** start of WORKING DATA **

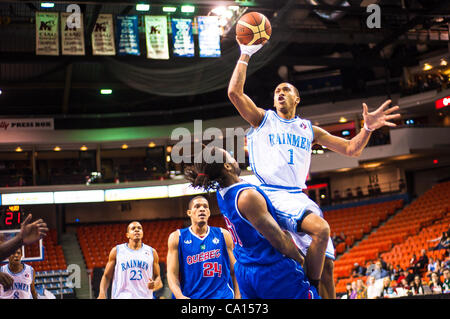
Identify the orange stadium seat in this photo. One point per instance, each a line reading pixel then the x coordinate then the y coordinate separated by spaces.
pixel 405 234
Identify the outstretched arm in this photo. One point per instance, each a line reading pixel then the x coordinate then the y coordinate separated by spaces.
pixel 253 207
pixel 155 283
pixel 245 106
pixel 108 274
pixel 230 246
pixel 372 121
pixel 29 233
pixel 173 266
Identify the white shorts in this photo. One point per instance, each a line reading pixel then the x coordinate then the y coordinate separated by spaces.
pixel 290 204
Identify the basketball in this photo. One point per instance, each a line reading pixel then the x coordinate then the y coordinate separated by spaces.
pixel 253 28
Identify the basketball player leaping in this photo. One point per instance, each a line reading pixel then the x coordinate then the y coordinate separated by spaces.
pixel 200 260
pixel 133 268
pixel 268 264
pixel 279 146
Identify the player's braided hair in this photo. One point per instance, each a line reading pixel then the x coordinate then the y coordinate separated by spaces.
pixel 206 172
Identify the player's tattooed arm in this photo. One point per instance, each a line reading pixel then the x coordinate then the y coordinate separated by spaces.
pixel 245 106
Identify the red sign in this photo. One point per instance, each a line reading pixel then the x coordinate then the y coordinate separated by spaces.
pixel 443 103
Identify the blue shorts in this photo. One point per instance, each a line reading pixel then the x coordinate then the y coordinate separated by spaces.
pixel 284 279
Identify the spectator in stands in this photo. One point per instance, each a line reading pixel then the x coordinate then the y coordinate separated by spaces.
pixel 422 263
pixel 446 284
pixel 412 263
pixel 353 293
pixel 370 267
pixel 379 272
pixel 361 290
pixel 432 265
pixel 358 271
pixel 444 241
pixel 388 291
pixel 416 286
pixel 435 284
pixel 403 289
pixel 348 291
pixel 373 291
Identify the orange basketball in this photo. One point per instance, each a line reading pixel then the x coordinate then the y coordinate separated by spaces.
pixel 253 28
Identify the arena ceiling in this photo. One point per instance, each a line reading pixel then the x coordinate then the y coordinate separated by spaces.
pixel 311 39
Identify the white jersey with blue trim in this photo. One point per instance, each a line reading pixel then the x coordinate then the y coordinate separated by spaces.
pixel 280 150
pixel 21 288
pixel 134 269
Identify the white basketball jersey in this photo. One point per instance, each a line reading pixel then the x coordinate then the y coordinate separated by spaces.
pixel 280 150
pixel 134 269
pixel 21 288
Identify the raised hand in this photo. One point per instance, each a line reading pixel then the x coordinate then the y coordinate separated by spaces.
pixel 380 117
pixel 31 233
pixel 6 280
pixel 249 49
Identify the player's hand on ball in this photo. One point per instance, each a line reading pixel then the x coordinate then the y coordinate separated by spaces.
pixel 380 117
pixel 151 284
pixel 6 280
pixel 250 49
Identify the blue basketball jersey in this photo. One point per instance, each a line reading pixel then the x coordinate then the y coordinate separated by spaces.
pixel 250 247
pixel 262 271
pixel 204 265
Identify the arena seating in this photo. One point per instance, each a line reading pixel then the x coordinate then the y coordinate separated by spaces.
pixel 53 254
pixel 354 222
pixel 406 233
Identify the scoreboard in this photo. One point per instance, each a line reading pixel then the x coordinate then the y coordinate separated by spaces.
pixel 11 217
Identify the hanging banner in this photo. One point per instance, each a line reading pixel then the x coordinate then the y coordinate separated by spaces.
pixel 26 124
pixel 156 35
pixel 103 36
pixel 47 33
pixel 127 35
pixel 209 36
pixel 72 34
pixel 183 40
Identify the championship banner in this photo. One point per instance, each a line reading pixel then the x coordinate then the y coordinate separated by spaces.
pixel 127 35
pixel 103 36
pixel 183 40
pixel 156 35
pixel 47 33
pixel 209 36
pixel 72 34
pixel 26 124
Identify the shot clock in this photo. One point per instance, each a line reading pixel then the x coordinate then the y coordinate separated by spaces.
pixel 11 217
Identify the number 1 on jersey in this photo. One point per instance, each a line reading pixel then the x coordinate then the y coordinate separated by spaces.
pixel 291 157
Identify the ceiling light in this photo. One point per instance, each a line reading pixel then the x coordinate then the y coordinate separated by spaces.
pixel 105 91
pixel 142 7
pixel 47 4
pixel 427 67
pixel 169 9
pixel 187 9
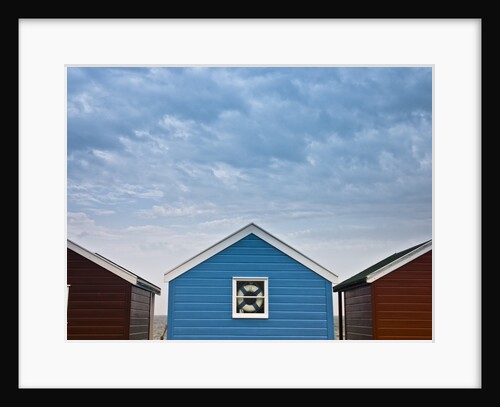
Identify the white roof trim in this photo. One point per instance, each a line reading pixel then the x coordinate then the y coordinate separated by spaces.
pixel 388 268
pixel 240 234
pixel 120 272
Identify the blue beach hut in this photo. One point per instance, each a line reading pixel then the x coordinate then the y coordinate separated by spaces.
pixel 250 285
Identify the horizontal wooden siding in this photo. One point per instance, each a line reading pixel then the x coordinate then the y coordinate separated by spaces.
pixel 200 300
pixel 98 302
pixel 403 301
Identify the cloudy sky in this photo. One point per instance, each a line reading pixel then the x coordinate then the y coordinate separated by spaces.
pixel 163 162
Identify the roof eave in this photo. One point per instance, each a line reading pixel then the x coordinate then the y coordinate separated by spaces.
pixel 240 234
pixel 388 268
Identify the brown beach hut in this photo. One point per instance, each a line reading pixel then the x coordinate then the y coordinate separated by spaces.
pixel 106 301
pixel 391 299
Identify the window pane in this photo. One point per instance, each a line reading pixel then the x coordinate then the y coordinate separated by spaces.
pixel 250 297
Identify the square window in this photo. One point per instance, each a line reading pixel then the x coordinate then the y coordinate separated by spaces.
pixel 250 298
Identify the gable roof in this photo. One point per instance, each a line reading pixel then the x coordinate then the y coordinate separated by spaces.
pixel 385 266
pixel 114 268
pixel 251 228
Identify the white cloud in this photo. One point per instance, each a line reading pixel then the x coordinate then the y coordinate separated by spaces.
pixel 80 225
pixel 178 128
pixel 181 210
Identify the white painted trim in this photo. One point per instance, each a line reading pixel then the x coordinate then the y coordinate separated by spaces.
pixel 265 314
pixel 120 272
pixel 240 234
pixel 388 268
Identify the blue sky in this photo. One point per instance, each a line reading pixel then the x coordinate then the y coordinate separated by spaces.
pixel 163 162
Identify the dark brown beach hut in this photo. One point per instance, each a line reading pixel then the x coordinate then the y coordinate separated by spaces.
pixel 391 299
pixel 106 301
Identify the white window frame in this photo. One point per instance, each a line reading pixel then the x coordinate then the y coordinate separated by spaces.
pixel 250 315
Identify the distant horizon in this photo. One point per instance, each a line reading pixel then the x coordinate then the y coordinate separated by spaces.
pixel 163 162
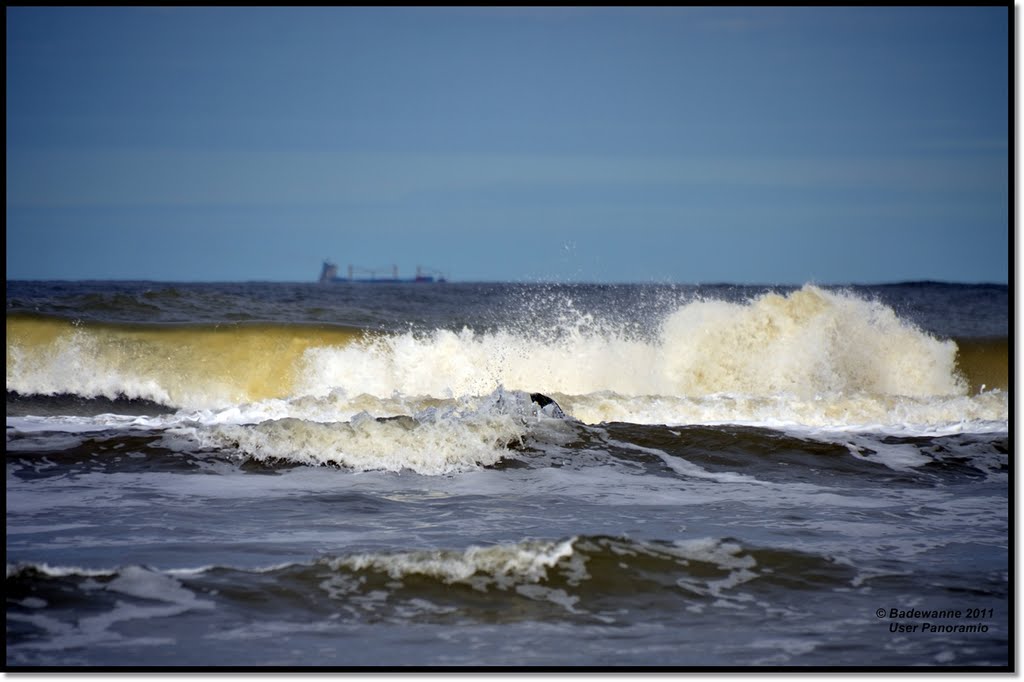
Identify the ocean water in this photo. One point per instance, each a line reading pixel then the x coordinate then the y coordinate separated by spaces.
pixel 507 475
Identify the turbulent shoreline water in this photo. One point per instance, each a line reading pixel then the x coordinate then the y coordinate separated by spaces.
pixel 373 475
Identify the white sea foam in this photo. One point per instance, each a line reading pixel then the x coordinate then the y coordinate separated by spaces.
pixel 502 566
pixel 433 441
pixel 815 358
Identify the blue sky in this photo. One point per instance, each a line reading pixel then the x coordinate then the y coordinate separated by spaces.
pixel 772 145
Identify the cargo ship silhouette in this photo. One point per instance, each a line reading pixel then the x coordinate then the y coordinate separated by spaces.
pixel 329 274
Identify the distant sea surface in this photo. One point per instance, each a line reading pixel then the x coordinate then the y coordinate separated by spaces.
pixel 507 474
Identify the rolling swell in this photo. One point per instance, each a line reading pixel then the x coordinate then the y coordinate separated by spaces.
pixel 590 579
pixel 809 356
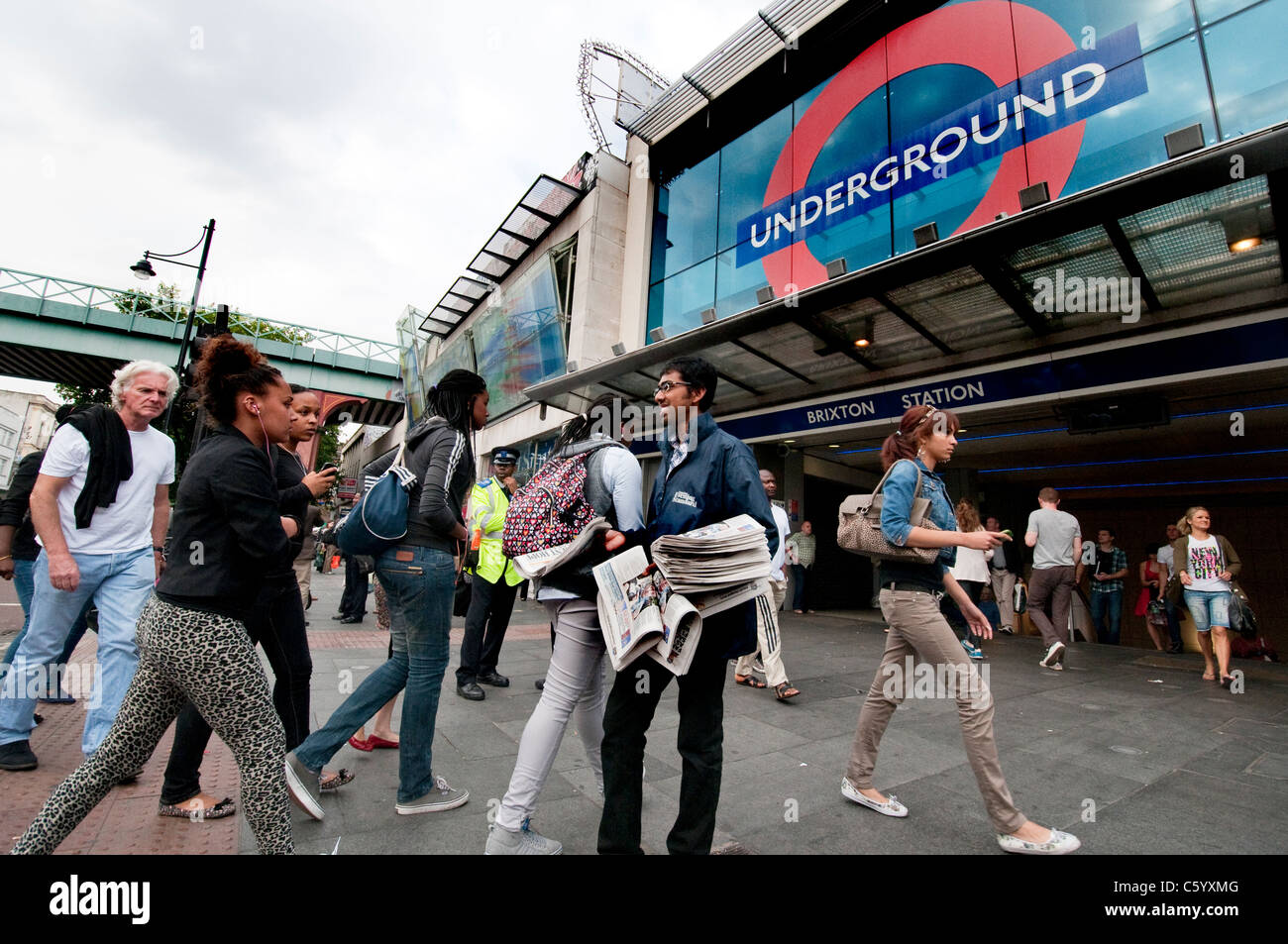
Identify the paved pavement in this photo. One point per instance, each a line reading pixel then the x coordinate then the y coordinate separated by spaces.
pixel 1128 750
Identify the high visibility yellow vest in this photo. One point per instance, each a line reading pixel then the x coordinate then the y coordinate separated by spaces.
pixel 488 505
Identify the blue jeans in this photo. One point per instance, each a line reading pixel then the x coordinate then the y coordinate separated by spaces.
pixel 1209 608
pixel 22 582
pixel 22 571
pixel 1107 604
pixel 419 583
pixel 119 584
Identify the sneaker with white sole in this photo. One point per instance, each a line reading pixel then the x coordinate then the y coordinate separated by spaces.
pixel 1059 844
pixel 892 807
pixel 303 786
pixel 441 797
pixel 522 841
pixel 1054 657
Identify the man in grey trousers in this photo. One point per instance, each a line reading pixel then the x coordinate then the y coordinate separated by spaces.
pixel 1056 543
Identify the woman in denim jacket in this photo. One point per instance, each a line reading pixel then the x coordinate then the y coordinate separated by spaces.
pixel 910 601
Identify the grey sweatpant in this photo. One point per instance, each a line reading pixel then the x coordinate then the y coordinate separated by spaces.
pixel 575 682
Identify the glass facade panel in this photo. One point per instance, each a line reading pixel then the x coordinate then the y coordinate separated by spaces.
pixel 1103 81
pixel 1087 21
pixel 677 303
pixel 745 170
pixel 1212 11
pixel 684 226
pixel 1129 136
pixel 520 340
pixel 1249 69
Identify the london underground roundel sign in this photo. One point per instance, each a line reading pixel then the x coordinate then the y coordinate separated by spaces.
pixel 1046 86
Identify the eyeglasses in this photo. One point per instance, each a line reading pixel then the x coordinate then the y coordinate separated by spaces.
pixel 668 385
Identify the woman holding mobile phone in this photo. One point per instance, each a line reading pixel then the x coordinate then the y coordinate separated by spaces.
pixel 910 603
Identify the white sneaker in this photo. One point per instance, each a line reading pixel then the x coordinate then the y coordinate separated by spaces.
pixel 523 841
pixel 441 797
pixel 1059 844
pixel 1054 657
pixel 892 807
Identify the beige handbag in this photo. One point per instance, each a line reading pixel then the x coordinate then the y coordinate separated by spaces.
pixel 859 526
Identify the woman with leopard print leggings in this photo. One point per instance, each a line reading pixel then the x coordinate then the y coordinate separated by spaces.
pixel 191 635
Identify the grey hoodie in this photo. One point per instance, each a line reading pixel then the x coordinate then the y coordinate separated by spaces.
pixel 443 464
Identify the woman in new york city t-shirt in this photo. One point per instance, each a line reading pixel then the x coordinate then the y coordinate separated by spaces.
pixel 1207 563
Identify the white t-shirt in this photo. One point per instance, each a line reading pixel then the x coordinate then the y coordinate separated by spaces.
pixel 1164 557
pixel 785 530
pixel 127 523
pixel 1205 563
pixel 971 565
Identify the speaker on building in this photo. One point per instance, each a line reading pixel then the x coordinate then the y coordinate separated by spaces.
pixel 1138 411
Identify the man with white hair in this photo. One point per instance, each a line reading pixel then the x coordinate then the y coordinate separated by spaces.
pixel 101 507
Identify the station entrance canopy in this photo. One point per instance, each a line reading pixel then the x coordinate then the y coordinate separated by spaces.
pixel 1035 294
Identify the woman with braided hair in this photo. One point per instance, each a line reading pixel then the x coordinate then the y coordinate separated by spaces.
pixel 227 532
pixel 575 681
pixel 419 577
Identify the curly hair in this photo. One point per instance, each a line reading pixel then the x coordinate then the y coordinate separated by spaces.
pixel 228 367
pixel 917 423
pixel 452 398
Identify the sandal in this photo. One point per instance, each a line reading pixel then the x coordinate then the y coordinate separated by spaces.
pixel 224 807
pixel 335 781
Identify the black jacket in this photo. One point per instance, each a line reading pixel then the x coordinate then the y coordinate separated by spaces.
pixel 16 507
pixel 717 479
pixel 111 459
pixel 226 533
pixel 443 464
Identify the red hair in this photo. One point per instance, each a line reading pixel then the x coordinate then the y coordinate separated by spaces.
pixel 917 423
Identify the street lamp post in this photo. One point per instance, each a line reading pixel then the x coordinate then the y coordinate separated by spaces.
pixel 143 269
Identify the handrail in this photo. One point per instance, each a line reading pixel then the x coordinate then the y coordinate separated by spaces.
pixel 89 296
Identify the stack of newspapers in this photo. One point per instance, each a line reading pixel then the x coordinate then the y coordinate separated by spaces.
pixel 720 556
pixel 657 609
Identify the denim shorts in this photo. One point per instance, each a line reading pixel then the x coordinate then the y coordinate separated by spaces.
pixel 1209 608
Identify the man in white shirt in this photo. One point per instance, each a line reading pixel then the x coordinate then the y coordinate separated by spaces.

** end of WORKING DATA **

▸ **WHAT TO PRODUCE**
Format the lines of the data as a numbered list, starting at the line that contains "Identify the woman with braided" and ending with the line that contains "pixel 89 296", both included. Omit any blank lines.

▸ **SOLUTION FOR THIS TASK**
1. Identify the woman with braided hair in this photo. One point per instance, each a line reading pixel then the x coordinate then the y coordinate separated by spaces.
2. pixel 227 532
3. pixel 575 681
4. pixel 419 577
5. Identify the curly hair in this photo. One point per instance, each a line reading pixel then the x coordinate then the y coordinate separated by spaces.
6. pixel 228 367
7. pixel 917 423
8. pixel 452 398
9. Identify the sandal in this photo. One point per instance, each a line reading pixel then the x coordinate then the y coordinate separated by spaces.
10. pixel 224 807
11. pixel 335 781
12. Identify the black jacket in this photo. One point per instance, each a line reading pixel then the x coordinate then the y coordinate separated by spaces.
13. pixel 16 507
14. pixel 717 479
15. pixel 111 459
16. pixel 226 533
17. pixel 443 464
18. Identify the red hair in this photo. One point per instance, each a line reading pixel then the x coordinate then the y coordinate separated by spaces.
19. pixel 917 423
20. Identify the street lamp post in this photo. One point per instance, each a line reading pixel then the x coordinate then the y coordinate separated by spaces.
21. pixel 143 269
22. Identify the handrail in this photo. One point per instance, each a line reading pixel then the x coordinate then the y coordinate separated by spaces.
23. pixel 89 296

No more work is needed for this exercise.